▶ **TASK PROMPT**: Put every row below into a numbered list, leaving out any blank lines.

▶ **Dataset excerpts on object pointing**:
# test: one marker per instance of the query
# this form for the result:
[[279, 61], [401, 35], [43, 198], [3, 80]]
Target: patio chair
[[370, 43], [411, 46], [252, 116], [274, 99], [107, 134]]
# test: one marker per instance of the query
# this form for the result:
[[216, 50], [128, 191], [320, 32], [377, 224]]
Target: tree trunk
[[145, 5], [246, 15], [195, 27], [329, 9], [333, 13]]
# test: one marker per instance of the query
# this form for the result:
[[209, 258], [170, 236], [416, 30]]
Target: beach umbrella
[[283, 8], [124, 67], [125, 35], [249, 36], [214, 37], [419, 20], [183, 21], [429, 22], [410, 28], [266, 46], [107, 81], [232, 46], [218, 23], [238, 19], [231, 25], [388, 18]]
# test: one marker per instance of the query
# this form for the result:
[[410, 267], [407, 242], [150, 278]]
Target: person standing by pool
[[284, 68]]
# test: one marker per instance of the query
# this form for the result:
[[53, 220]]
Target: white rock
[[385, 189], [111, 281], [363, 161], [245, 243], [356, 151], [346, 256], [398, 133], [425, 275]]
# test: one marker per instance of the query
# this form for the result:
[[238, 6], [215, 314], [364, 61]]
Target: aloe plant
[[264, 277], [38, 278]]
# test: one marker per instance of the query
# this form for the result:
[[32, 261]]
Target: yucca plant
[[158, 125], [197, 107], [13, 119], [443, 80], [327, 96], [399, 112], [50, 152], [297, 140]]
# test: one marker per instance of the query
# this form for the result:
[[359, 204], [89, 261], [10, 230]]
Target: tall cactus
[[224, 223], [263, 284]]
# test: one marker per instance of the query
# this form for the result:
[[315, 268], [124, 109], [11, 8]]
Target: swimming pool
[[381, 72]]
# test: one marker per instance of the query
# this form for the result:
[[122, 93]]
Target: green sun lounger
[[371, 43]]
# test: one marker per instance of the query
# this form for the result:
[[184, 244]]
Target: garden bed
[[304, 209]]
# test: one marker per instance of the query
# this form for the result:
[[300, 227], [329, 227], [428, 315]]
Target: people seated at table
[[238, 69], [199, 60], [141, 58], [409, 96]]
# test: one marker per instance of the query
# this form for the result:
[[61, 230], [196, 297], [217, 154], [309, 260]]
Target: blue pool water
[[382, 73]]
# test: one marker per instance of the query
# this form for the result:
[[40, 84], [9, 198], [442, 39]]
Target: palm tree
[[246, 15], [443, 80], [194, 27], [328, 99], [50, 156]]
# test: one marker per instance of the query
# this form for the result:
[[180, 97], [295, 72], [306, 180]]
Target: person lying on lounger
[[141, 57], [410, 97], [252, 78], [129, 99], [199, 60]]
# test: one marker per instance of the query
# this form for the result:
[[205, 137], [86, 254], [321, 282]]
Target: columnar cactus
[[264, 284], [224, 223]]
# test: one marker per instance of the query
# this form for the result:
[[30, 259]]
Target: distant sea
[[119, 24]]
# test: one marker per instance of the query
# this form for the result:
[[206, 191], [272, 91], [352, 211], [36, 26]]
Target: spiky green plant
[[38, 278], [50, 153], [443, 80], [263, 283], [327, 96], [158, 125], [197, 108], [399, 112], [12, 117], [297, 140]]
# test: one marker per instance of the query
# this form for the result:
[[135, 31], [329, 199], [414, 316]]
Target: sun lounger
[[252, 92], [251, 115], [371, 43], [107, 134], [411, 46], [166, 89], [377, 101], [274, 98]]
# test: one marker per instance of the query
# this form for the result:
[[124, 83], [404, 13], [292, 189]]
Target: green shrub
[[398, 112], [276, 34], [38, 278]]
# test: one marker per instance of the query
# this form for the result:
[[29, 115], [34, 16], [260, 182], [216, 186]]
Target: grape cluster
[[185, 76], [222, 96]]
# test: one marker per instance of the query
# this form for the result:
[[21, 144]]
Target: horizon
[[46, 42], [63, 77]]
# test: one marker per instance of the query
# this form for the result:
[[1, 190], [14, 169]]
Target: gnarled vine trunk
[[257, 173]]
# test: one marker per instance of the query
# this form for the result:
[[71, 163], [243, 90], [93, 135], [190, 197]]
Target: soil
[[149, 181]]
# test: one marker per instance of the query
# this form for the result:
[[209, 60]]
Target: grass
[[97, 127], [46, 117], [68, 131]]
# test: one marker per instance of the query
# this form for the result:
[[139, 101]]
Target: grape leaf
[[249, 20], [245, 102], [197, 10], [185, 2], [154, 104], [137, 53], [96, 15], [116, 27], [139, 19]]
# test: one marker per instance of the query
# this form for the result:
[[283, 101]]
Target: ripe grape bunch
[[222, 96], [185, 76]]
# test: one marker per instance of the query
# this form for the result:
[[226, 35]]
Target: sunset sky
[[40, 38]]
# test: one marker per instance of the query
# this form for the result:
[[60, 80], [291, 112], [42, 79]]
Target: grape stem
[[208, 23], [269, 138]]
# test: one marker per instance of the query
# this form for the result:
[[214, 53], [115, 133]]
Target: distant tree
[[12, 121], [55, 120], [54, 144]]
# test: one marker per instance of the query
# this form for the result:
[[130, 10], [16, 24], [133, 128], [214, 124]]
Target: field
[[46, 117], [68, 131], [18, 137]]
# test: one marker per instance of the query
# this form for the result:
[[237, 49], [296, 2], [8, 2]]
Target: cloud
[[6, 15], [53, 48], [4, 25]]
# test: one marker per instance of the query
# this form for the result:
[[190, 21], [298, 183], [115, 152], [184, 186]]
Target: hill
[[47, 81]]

▶ **RESPONSE TO THE EXERCISE**:
1. # test: one marker per instance of the query
2. # this form for the result:
3. [[279, 61], [401, 35], [43, 198], [3, 80]]
4. Target: patio chair
5. [[370, 43], [411, 46], [252, 116], [274, 99], [107, 134]]
6. # test: one marker per instance of the query
7. # this form for the result:
8. [[216, 50], [128, 191], [320, 32], [377, 224]]
9. Target: tree trunk
10. [[145, 5], [246, 15], [195, 27], [329, 9], [333, 13]]
11. # test: one marker per instance of the query
12. # this form for the result:
13. [[209, 258], [170, 236], [416, 30]]
14. Target: beach umbrella
15. [[283, 8], [124, 67], [125, 35], [249, 36], [214, 37], [419, 20], [183, 21], [429, 22], [410, 28], [266, 46], [107, 81], [232, 46], [218, 23], [238, 19], [231, 25], [388, 18]]
16. # test: one marker per instance of the query
17. # this form for the result:
18. [[410, 267], [407, 242], [150, 278]]
19. Target: person standing by pool
20. [[284, 68]]
21. # test: one marker per instance of the query
22. # this form for the result:
23. [[53, 220]]
24. Target: white rock
25. [[385, 189], [111, 281], [363, 161], [245, 243], [356, 151], [346, 256], [398, 133], [425, 275]]
26. # test: one marker per instance of the query
27. # this form for the result:
28. [[238, 6], [215, 314], [364, 61]]
29. Target: aloe plant
30. [[264, 277], [38, 278]]
31. # test: one marker per instance of the query
32. # this form for the result:
33. [[32, 261]]
34. Target: yucca plant
35. [[158, 125], [197, 107], [13, 119], [443, 80], [327, 96], [399, 112], [50, 152], [297, 140]]
36. # test: one marker per instance of the query
37. # this form for the result:
38. [[359, 204], [89, 261], [10, 230]]
39. Target: tall cactus
40. [[224, 223], [263, 284]]
41. # test: one marker per instance of the query
42. # this form for the result:
43. [[315, 268], [124, 109], [11, 8]]
44. Target: swimming pool
45. [[381, 72]]
46. # test: one marker per instance of the query
47. # this form for the result:
48. [[122, 93]]
49. Target: green sun lounger
50. [[371, 43]]
51. # test: one marker per instance of the query
52. # this form for the result:
53. [[184, 244]]
54. Target: garden bed
55. [[304, 209]]
56. # test: one marker per instance of the query
57. # this form for the result:
58. [[300, 227], [329, 227], [428, 315]]
59. Target: people seated at table
60. [[238, 69], [199, 60], [141, 58], [409, 96]]
61. # test: one marker per instance of the query
62. # this form for the result:
63. [[61, 230], [196, 297], [217, 154], [309, 260]]
64. Target: blue pool water
65. [[382, 73]]
66. # test: one marker per instance of the query
67. # this form for the result:
68. [[40, 84], [9, 198], [442, 39]]
69. Target: palm tree
70. [[246, 15], [443, 80], [194, 27], [328, 99], [50, 156]]
71. # test: one marker per instance of the query
72. # this form for the result:
73. [[180, 97], [295, 72], [306, 180]]
74. Target: person lying on lounger
75. [[141, 57], [410, 97], [252, 78], [129, 99], [199, 60]]
76. # test: one marker per instance of the query
77. # this form for the result:
78. [[205, 137], [86, 254], [321, 282]]
79. Target: columnar cactus
80. [[264, 284], [224, 223]]
81. # test: one marker per instance of the query
82. # this form for the result:
83. [[30, 259]]
84. Target: distant sea
85. [[119, 24]]
86. # test: one marker per instance of the query
87. # this form for the result:
88. [[206, 191], [272, 91], [352, 211], [36, 26]]
89. Target: spiky green plant
90. [[38, 278], [50, 153], [443, 80], [263, 283], [327, 96], [158, 125], [197, 108], [399, 112], [12, 117], [297, 140]]
91. # test: one marker per instance of the query
92. # this form for the result:
93. [[135, 31], [329, 199], [414, 316]]
94. Target: sun lounger
95. [[252, 92], [251, 115], [371, 43], [107, 134], [411, 46], [166, 89], [377, 101], [274, 98]]
96. # test: one marker per instance of the query
97. # this form for the result:
98. [[124, 83], [404, 13], [292, 189]]
99. Target: green shrub
100. [[398, 112], [276, 34], [38, 278]]
101. # test: one marker per instance of the query
102. # this form for the result:
103. [[29, 115], [34, 16], [260, 182], [216, 186]]
104. Target: grape cluster
105. [[185, 76], [222, 96]]
106. # test: one marker per instance of the query
107. # this form for the result:
108. [[21, 144]]
109. Target: horizon
110. [[46, 42], [63, 77]]
111. # test: one marker per instance of the query
112. # this form for the result:
113. [[1, 190], [14, 169]]
114. Target: gnarled vine trunk
115. [[257, 173]]
116. # test: one marker per instance of the query
117. # this form for the result:
118. [[71, 163], [243, 90], [93, 135], [190, 197]]
119. Target: soil
120. [[149, 181]]
121. # test: one marker per instance of the query
122. # this form for the result:
123. [[209, 60]]
124. Target: grass
125. [[97, 127], [46, 117], [68, 131]]
126. # test: one marker per instance of the query
127. # this form for the result:
128. [[139, 101]]
129. Target: grape leaf
130. [[249, 20], [245, 102], [197, 10], [185, 2], [154, 104], [137, 53], [96, 15], [116, 27], [139, 19]]
131. # test: one marker per instance of the query
132. # this form for the result:
133. [[283, 101]]
134. Target: ripe grape bunch
135. [[222, 96], [185, 76]]
136. # test: one marker per instance of the query
137. # this form for the result:
138. [[226, 35]]
139. Target: sunset sky
140. [[40, 38]]
141. # test: one marker per instance of the query
142. # this form for the result:
143. [[60, 80], [291, 112], [42, 79]]
144. Target: grape stem
145. [[208, 23], [269, 138]]
146. # test: one marker per instance of the query
147. # this form for the result:
148. [[214, 53], [115, 133]]
149. Target: distant tree
150. [[12, 121], [55, 120], [54, 144]]
151. # test: one marker per instance of the query
152. # this form for the result:
153. [[130, 10], [16, 24], [133, 128], [214, 124]]
154. Target: field
155. [[46, 117], [68, 131], [18, 137]]
156. # test: one marker per instance of the query
157. # this form for the result:
158. [[237, 49], [296, 2], [8, 2]]
159. Target: cloud
160. [[6, 15], [53, 48], [4, 25]]
161. # test: one marker per instance of the query
162. # this form for the result:
163. [[190, 21], [298, 183], [115, 152], [184, 186]]
164. Target: hill
165. [[47, 81]]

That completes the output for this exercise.